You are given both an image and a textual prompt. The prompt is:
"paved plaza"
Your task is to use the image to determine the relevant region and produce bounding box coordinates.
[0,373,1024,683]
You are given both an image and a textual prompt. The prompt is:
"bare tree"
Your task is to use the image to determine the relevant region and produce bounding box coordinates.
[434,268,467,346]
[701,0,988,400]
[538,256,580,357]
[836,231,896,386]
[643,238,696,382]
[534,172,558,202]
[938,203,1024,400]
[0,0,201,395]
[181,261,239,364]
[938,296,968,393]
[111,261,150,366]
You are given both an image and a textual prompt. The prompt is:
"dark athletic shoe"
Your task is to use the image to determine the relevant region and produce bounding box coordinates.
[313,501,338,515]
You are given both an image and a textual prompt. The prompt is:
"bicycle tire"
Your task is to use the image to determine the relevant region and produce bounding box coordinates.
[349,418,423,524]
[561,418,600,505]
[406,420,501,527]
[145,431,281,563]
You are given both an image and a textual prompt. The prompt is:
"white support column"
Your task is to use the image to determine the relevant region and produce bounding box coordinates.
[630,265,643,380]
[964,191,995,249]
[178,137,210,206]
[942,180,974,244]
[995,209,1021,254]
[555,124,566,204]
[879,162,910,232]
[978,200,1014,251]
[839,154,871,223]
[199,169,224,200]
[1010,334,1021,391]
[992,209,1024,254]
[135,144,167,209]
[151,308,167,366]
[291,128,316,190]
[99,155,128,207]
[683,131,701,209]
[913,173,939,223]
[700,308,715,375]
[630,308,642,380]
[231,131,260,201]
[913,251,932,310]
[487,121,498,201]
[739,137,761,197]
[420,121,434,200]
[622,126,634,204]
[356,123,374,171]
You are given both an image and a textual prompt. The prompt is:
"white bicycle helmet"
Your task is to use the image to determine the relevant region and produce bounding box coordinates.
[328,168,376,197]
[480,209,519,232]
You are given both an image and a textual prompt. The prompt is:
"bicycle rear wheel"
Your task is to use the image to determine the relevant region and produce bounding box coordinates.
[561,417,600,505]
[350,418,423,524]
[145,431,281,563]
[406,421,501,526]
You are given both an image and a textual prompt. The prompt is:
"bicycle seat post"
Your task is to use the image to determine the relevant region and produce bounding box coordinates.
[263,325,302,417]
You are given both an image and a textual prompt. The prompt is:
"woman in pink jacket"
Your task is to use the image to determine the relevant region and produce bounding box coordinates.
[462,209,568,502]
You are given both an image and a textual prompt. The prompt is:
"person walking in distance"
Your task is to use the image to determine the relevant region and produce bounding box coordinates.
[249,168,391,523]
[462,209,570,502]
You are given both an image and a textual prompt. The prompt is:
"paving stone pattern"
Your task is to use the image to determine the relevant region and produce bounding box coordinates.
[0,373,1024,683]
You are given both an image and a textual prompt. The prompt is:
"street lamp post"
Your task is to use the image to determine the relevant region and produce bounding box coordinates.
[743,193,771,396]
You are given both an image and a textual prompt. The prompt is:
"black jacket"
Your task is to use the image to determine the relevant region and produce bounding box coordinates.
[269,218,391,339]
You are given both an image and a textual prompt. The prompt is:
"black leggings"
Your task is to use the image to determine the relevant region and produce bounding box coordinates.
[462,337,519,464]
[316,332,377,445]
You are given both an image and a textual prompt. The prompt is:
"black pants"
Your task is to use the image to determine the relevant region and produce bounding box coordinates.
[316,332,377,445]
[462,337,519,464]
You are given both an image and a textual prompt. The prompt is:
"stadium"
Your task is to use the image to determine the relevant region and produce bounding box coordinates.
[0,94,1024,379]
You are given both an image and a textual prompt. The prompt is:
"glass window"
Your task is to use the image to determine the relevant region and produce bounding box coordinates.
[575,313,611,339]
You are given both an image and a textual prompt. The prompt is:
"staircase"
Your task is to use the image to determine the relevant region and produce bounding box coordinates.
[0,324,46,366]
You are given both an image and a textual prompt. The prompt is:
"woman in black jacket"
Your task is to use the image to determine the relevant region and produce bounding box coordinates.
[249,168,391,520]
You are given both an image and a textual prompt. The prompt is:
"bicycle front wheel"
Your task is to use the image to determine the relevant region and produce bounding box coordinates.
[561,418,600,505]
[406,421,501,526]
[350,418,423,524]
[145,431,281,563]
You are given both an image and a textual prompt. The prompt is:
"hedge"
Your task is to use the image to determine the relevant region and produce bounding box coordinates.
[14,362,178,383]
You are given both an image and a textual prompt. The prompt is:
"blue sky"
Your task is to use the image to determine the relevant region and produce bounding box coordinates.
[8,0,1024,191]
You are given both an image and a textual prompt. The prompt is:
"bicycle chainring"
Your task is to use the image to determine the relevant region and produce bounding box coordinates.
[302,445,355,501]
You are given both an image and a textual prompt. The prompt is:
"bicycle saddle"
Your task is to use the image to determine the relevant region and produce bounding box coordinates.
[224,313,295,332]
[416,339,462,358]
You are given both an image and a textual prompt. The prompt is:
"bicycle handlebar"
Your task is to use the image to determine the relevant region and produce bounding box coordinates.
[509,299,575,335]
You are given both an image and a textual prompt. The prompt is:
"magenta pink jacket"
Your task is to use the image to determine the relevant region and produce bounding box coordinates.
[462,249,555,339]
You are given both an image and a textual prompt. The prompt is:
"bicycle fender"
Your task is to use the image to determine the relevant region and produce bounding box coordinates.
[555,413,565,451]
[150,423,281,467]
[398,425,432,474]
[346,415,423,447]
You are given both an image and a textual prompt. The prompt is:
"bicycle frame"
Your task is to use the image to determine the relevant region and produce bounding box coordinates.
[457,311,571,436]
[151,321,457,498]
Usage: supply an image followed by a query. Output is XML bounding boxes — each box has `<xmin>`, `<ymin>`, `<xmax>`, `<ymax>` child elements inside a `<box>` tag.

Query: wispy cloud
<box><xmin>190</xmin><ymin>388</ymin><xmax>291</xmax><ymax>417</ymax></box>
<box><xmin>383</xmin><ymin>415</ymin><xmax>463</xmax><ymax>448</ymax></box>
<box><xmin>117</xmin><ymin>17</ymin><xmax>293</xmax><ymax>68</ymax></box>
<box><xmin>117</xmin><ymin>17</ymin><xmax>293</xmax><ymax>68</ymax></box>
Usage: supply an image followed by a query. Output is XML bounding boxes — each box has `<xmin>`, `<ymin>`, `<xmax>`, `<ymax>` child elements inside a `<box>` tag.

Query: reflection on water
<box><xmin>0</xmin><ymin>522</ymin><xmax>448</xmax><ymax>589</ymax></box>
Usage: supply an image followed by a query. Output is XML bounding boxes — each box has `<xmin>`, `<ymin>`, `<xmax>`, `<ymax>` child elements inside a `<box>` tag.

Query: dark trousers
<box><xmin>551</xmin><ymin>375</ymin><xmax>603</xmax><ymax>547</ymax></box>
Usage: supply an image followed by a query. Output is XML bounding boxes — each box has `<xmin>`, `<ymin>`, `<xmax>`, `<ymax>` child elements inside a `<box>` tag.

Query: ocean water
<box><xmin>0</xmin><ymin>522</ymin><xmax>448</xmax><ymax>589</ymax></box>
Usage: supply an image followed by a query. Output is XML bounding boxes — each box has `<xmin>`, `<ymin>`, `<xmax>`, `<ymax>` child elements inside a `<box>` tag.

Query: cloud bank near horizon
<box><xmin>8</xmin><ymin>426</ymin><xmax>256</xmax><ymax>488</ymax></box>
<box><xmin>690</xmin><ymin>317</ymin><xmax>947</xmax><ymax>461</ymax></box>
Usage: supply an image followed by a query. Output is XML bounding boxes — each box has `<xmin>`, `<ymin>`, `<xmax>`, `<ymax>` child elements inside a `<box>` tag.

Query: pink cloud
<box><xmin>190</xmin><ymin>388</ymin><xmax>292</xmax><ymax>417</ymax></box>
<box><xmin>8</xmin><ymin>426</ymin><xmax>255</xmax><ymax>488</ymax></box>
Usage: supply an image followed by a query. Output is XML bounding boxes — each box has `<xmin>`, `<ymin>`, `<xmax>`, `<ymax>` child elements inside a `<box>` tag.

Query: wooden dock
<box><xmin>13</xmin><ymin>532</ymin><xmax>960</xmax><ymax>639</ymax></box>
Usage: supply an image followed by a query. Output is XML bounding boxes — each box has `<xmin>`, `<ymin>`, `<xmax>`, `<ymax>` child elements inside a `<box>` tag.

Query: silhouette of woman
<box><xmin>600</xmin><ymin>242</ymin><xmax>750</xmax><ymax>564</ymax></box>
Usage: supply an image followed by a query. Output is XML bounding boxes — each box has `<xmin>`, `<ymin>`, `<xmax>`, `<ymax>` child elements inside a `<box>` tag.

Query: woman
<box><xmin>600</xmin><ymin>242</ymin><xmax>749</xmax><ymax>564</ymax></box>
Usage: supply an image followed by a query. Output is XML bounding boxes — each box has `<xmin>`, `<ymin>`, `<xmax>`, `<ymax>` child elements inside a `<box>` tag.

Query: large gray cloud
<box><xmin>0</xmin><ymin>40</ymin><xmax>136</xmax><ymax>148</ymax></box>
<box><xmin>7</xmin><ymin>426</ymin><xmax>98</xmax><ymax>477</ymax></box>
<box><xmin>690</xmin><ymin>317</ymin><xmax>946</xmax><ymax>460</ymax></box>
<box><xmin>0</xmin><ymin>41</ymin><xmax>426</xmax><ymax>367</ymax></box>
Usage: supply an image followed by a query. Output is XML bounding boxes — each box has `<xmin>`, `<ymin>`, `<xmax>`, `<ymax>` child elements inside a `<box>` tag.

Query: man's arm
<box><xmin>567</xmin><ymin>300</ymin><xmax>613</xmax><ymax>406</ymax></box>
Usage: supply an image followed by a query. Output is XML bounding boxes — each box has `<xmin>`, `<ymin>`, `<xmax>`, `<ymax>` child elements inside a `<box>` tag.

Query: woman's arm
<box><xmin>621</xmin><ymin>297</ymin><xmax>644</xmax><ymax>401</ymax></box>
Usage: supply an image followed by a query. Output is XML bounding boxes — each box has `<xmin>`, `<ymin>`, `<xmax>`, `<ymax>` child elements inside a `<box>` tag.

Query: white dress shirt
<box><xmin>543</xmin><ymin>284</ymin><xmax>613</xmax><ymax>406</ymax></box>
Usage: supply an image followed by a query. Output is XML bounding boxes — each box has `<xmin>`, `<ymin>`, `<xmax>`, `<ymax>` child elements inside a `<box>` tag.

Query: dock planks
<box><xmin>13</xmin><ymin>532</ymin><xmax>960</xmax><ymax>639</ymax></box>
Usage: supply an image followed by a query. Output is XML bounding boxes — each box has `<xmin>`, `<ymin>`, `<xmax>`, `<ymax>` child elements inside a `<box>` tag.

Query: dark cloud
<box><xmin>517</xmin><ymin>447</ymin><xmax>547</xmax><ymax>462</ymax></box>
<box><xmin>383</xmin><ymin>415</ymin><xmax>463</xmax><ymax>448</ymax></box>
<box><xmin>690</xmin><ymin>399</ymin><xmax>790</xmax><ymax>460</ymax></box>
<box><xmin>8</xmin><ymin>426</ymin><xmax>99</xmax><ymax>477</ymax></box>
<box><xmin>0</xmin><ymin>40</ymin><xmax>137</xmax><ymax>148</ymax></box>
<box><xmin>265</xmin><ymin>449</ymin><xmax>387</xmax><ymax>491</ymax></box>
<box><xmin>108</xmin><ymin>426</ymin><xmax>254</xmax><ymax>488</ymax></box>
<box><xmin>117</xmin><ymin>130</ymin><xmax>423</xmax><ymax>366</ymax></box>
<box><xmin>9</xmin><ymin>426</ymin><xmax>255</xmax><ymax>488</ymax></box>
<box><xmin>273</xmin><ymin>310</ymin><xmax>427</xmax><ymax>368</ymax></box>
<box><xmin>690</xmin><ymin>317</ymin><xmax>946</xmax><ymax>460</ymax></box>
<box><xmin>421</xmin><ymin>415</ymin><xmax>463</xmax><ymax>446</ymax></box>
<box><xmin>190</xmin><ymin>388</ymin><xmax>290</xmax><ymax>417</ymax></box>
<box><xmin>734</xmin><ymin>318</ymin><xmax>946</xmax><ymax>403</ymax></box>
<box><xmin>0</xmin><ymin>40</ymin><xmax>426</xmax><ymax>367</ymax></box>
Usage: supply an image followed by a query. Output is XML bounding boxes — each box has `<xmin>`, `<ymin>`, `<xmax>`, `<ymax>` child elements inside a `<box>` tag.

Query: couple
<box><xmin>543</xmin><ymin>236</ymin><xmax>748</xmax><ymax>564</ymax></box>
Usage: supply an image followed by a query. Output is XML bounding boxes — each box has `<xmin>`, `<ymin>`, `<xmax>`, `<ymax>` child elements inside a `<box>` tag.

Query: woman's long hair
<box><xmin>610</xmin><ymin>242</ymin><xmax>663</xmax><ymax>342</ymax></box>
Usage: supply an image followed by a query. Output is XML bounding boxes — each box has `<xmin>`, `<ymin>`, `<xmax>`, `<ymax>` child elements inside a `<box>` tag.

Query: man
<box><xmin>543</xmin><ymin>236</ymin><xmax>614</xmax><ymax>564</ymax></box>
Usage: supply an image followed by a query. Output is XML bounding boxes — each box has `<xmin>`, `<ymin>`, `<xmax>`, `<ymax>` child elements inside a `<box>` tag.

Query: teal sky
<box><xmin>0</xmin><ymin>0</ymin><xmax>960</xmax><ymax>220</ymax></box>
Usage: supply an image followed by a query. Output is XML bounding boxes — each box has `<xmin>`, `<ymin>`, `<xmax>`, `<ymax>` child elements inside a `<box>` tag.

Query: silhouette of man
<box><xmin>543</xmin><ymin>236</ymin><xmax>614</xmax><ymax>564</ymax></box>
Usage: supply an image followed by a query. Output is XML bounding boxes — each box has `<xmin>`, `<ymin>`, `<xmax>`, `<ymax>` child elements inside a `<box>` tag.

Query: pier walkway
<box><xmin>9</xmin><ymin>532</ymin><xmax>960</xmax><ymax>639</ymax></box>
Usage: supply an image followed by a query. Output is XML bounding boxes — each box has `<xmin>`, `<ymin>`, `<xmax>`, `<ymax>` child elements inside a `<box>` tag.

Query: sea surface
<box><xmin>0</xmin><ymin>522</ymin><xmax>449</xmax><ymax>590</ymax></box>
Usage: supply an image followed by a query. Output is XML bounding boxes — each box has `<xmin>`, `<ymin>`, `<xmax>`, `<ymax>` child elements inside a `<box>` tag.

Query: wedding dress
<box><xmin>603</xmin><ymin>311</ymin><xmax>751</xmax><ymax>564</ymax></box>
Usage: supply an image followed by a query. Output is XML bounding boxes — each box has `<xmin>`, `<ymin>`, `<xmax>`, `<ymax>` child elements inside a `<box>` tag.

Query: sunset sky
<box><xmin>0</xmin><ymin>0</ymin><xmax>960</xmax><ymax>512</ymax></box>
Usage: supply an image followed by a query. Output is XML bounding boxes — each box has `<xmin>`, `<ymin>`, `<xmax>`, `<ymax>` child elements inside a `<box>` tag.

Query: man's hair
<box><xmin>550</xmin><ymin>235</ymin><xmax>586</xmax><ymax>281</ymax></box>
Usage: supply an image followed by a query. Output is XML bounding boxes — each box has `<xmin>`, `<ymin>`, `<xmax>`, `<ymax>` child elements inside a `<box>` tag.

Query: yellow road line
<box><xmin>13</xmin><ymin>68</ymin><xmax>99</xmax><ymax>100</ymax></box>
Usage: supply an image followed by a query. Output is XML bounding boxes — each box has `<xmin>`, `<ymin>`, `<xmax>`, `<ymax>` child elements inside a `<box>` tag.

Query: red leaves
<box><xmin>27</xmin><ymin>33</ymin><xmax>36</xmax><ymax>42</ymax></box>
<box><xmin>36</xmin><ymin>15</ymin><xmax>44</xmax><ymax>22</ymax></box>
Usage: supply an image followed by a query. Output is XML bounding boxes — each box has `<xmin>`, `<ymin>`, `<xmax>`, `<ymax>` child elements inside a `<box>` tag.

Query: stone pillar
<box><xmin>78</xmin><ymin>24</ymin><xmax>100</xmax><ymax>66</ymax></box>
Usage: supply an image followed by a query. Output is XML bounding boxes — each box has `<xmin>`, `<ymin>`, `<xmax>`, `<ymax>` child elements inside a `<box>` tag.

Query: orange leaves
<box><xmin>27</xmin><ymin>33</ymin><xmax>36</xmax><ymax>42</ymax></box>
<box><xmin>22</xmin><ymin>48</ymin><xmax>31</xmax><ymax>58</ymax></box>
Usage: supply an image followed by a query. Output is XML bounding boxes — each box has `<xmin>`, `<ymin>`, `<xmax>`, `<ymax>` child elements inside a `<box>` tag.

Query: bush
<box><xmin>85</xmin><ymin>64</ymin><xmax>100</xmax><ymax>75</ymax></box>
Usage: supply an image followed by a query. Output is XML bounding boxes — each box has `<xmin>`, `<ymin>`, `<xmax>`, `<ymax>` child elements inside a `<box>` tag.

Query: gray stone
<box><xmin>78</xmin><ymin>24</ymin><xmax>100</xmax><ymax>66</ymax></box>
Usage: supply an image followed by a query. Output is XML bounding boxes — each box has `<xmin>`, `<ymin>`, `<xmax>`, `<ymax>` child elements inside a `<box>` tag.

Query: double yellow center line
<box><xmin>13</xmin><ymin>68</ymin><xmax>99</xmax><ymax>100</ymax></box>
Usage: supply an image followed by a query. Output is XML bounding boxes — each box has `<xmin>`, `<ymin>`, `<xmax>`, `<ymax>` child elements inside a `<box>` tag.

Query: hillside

Your instructions.
State how many of the lines above contain the word "woman", and give only that number.

Result.
6